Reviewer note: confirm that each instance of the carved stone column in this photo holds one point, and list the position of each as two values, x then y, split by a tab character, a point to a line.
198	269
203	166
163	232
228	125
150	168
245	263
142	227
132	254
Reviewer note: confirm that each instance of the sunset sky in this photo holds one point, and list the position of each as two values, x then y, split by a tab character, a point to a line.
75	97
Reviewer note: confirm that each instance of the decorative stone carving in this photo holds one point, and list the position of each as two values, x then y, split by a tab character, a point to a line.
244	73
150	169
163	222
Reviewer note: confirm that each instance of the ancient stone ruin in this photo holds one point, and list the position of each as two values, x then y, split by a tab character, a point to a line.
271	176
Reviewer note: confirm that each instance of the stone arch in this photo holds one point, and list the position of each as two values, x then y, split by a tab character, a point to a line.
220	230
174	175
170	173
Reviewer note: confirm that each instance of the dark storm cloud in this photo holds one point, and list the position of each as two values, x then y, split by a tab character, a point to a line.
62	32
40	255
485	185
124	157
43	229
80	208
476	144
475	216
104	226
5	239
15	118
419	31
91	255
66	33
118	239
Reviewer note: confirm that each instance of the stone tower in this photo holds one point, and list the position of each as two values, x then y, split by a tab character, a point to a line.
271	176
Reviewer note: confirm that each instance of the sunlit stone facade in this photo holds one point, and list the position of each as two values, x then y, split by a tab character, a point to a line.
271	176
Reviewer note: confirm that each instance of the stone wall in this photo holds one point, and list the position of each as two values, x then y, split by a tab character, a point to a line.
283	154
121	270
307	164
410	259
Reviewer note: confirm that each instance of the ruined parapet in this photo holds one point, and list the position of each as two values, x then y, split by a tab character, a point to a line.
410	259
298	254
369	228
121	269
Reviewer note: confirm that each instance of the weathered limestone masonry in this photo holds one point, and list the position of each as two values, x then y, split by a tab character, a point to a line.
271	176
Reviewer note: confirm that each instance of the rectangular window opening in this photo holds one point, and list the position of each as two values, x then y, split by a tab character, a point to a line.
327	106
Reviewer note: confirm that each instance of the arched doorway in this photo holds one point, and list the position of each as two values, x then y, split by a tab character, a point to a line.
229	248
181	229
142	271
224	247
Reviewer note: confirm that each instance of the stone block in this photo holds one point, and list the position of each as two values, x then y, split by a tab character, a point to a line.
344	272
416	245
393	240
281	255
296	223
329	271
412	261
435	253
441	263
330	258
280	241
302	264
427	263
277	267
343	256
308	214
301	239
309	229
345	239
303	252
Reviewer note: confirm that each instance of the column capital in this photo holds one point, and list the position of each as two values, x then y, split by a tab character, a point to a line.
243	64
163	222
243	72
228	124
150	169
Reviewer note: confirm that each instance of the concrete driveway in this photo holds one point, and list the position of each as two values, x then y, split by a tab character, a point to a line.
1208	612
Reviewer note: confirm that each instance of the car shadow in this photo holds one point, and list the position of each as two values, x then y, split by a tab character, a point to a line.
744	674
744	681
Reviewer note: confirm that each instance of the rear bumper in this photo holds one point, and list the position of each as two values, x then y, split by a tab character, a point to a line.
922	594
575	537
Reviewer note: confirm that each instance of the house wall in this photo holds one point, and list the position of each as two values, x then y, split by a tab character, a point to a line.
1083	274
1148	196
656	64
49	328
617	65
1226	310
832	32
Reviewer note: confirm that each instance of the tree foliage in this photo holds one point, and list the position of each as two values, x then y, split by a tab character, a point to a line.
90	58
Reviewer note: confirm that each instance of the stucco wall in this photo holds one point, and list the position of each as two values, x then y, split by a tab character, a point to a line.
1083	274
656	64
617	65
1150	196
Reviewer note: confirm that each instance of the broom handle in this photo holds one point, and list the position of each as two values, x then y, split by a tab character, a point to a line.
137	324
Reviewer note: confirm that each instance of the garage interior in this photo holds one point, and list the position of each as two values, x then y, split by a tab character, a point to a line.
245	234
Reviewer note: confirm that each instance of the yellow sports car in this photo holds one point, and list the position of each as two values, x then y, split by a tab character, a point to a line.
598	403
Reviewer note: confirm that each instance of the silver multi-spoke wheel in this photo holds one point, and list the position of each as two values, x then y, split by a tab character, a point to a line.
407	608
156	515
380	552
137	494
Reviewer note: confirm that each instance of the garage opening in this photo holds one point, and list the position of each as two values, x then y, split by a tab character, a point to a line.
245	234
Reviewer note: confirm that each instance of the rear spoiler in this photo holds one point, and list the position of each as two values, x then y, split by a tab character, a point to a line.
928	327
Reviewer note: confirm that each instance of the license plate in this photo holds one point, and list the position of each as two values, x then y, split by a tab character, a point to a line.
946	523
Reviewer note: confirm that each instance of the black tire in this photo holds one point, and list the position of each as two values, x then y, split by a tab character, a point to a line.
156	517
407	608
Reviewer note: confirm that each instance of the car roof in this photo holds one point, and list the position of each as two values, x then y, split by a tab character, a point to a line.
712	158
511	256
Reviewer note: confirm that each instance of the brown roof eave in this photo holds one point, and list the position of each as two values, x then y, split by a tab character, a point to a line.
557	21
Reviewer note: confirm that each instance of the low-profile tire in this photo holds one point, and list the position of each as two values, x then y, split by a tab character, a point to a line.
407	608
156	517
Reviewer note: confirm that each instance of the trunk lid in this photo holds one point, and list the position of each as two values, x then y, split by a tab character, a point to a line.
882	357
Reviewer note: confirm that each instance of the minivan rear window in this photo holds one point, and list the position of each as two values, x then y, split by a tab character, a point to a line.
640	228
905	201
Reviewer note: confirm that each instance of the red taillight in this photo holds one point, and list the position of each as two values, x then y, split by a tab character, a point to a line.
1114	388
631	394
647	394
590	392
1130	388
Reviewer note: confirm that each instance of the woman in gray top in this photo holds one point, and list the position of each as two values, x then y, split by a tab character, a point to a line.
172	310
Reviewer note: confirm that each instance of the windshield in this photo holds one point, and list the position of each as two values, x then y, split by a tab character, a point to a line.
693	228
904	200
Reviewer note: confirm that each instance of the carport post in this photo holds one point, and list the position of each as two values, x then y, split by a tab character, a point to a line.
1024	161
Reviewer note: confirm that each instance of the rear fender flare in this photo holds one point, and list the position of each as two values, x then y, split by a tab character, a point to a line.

# REQUIREMENT
Switch "Reviewer note" to "Annotator note" everywhere in the entries above, then write out all the lines again with nothing else changed.

# OUTPUT BELOW
Annotator note: confirm that each instance of the carved stone column in this photo holds one point, and list the position of each as two values, x then y, split by a tab character, a point to a line.
198	269
203	166
163	232
228	125
150	168
245	263
142	227
132	254
Annotator note: confirm that each instance of the sunset sky in this photo holds one point, and list the position of each as two values, x then y, split by a tab character, a point to a line.
75	97
Annotator note: confirm that each instance of the decorative stone carving in this photo holds one point, and list the position of each as two values, x then y, split by a tab character, a point to a line.
244	73
150	169
163	222
Annotator note: confirm that each instance of the ancient stone ruin in this photo holds one point, and list the position of each as two values, x then y, split by a tab character, a point to a line.
271	176
Annotator note: confirm that each instance of the stone arch in this photo holds one point, and list the position of each as two values, x then y, split by a tab character, a point to a line.
220	230
174	175
170	173
Annotator note: confirm that each instance of the dark storm cloud in this photo holds one point, and list the position of each as two values, x then y, split by a tab character, a point to a line.
62	32
40	255
485	185
124	157
43	229
80	208
476	144
475	216
104	226
5	239
15	118
419	31
91	255
66	33
118	239
Annotator note: confirm that each instance of the stone tower in this photo holds one point, and list the position of each as two values, x then y, split by a tab character, a point to a line.
271	176
Annotator note: confirm that each instance of the sunlit stone facade in this photo holds one point, and list the position of each as two values, x then y, split by a tab character, a point to a line.
271	176
Annotator note: confirm that each instance of the stone wall in this photo holds one point, and list the position of each as two values, x then y, split by a tab character, a point to a line.
283	154
121	270
307	164
410	259
Annotator note: confirm that each instance of the ruined parapet in this photo holds one point, and list the position of each as two values, x then y, split by a tab character, a point to a line.
410	259
298	254
369	228
121	269
Annotator note: confirm that each instance of the weathered limestone masonry in this photo holds one point, and list the position of each as two values, x then y, split by a tab character, a point to a line.
271	176
Annotator note: confirm that each instance of the rectangular window opening in this photo holds one point, and list the position of each as two values, x then y, split by a tab character, a point to a line.
327	106
Annotator note: confirm that each instance of the arched doorway in this photo holds one point, and list the position of each as two values, x then y, split by a tab character, a point to a line.
229	248
181	229
142	271
224	247
Annotator note: confirm that each instance of the stone block in this photo holds one point, and list the position of each as two values, x then y, split by a tab character, a point to a line.
344	272
416	245
393	240
281	255
296	223
329	271
412	261
435	253
441	263
330	258
280	241
302	264
427	263
277	267
343	256
308	214
301	239
309	229
345	239
303	252
Annotator note: confirm that each instance of the column capital in this photo holds one point, and list the position of each as two values, x then y, split by a tab character, a point to a line.
243	64
163	222
243	72
228	124
150	169
Annotator note: confirm that each instance of the concrete driveway in this photo holds one point, and list the position of each as two values, x then y, split by a tab character, a point to a line.
1208	612
Annotator note: confirm that each instance of the car shadow in this photo holds one point, and list the position of each as two values, x then y, split by a tab character, a point to a line.
744	674
744	681
Annotator note: confirm that each instance of the rear bumper in this photo holds one point, and list the position of each as two values, x then y, split by a tab character, a point to a line.
922	594
575	537
Annotator note: confirm that each instance of the house wall in this photo holds one point, and list the position of each as two values, x then y, split by a tab character, a point to a line.
1083	274
1148	196
656	64
49	328
617	65
1226	310
832	32
Annotator note: confirm that each instance of the tree foliage in this photo holds one point, and list the position of each as two values, x then y, split by a tab character, a point to a line.
90	58
Annotator note: confirm that each instance of the stucco wall in this photo holds one point, and list the position of each as two values, x then y, split by a tab character, a point to a line.
1083	274
656	64
617	65
1150	196
Annotator note: confirm that each instance of the broom handle in this photo holds one point, and list the position of each as two values, x then y, split by a tab character, a point to a line.
137	324
Annotator note: confirm that each instance of the garage interior in this photo holds one point, and list the position of each as two values, x then y, split by a tab character, a point to a line.
245	234
Annotator note: confirm that each instance of the yellow sports car in this photo holds one point, and list the position of each as two values, x then y, split by a tab character, a point to a line.
598	403
Annotator note: confirm that each instance of the silver multi-spoke wheel in this photo holds one point, and list the position of each as two values, x then y, split by a tab character, a point to a line.
407	608
156	515
380	552
137	494
Annotator note: confirm that each instance of the garage opening in this photo holds one point, and list the position of each as two values, x then y, split by a tab character, a point to a line.
245	234
Annotator note: confirm that each instance of the rear spoiler in this photo holds one point, and list the position of each as two values, x then y, split by a tab character, a point to a line.
928	327
Annotator note: confirm that each instance of the license plate in this photo holds one point, and list the position of each as two values, x then y, split by a tab character, a point to a line.
946	523
Annotator note: confirm that each instance of the black tire in this photo holds one point, and list the position of each as two values, x then y, split by a tab character, a point to a line.
156	517
407	608
Annotator note: confirm that each instance of the car roof in this photo holds one point, and list the position of each as two values, x then y, split by a tab character, a point to a line.
712	158
511	256
Annotator note: confirm that each instance of the brown roof eave in this photo holds one point, and list the position of each as two values, x then y, split by a tab character, a point to a line.
557	21
Annotator note: confirm that each instance of the low-profile tire in this photo holds one point, and list the position of each as two values, x then y, split by a tab character, a point to a line.
407	608
156	517
Annotator note: confirm that each instance of the trunk lid in this photo holds one point, and list the position of each as two values, x then y, split by a tab character, a point to a line.
882	357
Annotator note: confirm that each instance of the minivan rear window in this photo holds one point, and list the position of each as two values, x then y, split by a tab character, a point to a line.
640	228
905	201
Annotator note: confirm that each instance of the red taillight in this photo holds one point, and list the position of each as two values, x then y, split by a tab character, a point to a line.
1114	388
631	394
647	394
590	392
1130	388
Annotator note: confirm that each instance of the woman in gray top in this photo holds one point, and list the position of each as two values, x then y, split by a tab character, a point to a line.
172	310
Annotator note: confirm that each instance of the windshield in this photo holds one point, and list the position of each as two values, x then y, split by a tab character, a point to a line.
693	228
904	200
Annotator note: confirm that each instance of the carport post in this photo holds one point, and list the position of each as two values, x then y, split by a tab character, a point to a line.
1024	161
Annotator note: confirm that each instance of the rear fender flare in this photo holds one point, and list the position of each as two values, x then y, split by a tab character, a point to a line.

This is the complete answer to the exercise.